Extracted records:
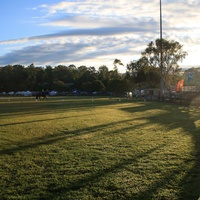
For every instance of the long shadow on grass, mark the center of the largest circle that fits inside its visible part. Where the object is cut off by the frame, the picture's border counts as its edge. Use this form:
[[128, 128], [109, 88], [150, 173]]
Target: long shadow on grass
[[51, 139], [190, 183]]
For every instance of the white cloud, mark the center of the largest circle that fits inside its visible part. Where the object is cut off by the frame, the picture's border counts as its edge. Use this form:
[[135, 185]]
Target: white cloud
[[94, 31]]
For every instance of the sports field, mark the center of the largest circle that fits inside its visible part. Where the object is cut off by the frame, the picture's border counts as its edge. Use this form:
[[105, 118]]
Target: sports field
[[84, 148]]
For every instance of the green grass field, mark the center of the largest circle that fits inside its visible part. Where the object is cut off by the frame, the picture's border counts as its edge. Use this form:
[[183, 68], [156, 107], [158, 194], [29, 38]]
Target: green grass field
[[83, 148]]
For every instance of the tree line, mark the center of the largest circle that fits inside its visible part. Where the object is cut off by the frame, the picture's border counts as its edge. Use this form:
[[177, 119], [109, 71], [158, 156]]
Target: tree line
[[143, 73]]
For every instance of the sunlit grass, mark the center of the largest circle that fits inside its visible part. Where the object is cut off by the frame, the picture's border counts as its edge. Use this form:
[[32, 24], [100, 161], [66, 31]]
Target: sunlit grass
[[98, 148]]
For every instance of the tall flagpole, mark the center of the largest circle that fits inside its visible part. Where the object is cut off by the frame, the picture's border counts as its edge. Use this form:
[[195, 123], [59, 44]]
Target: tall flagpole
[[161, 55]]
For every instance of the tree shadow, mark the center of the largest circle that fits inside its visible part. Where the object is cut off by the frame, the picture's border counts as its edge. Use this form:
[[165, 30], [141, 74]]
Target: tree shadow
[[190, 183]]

* * *

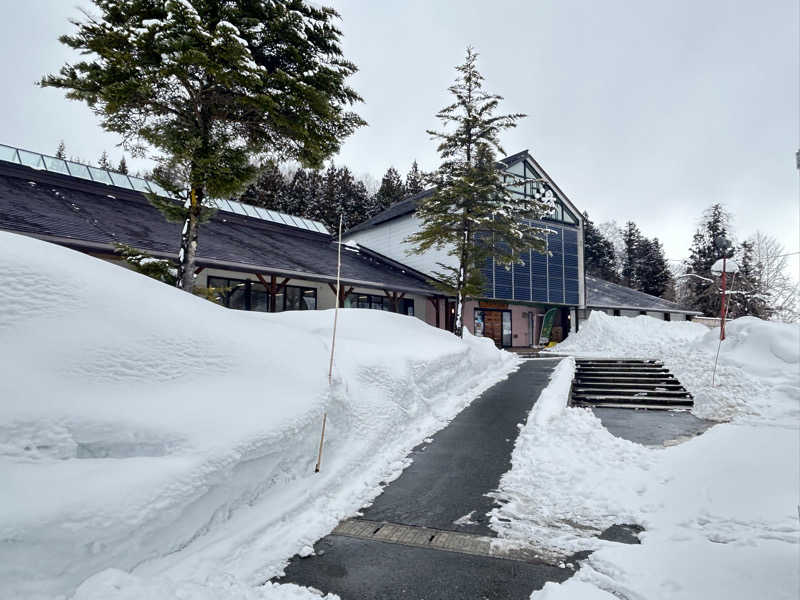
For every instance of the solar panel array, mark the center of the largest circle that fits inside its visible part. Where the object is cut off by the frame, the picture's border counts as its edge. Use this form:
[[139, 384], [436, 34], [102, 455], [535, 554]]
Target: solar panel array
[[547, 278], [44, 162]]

Task details: Return verbatim every line from the one containing "For every instance of the tree shadow, mark" down to the one containing "[[190, 183]]", including both.

Response for this exercise:
For every instance of the tree shadow, mark the center of the largest circle that fits inside its visible part. Where the object is cut off by the frame, the picture's border counts as its edge. Use this form:
[[165, 30], [141, 74]]
Target: tree shadow
[[190, 183]]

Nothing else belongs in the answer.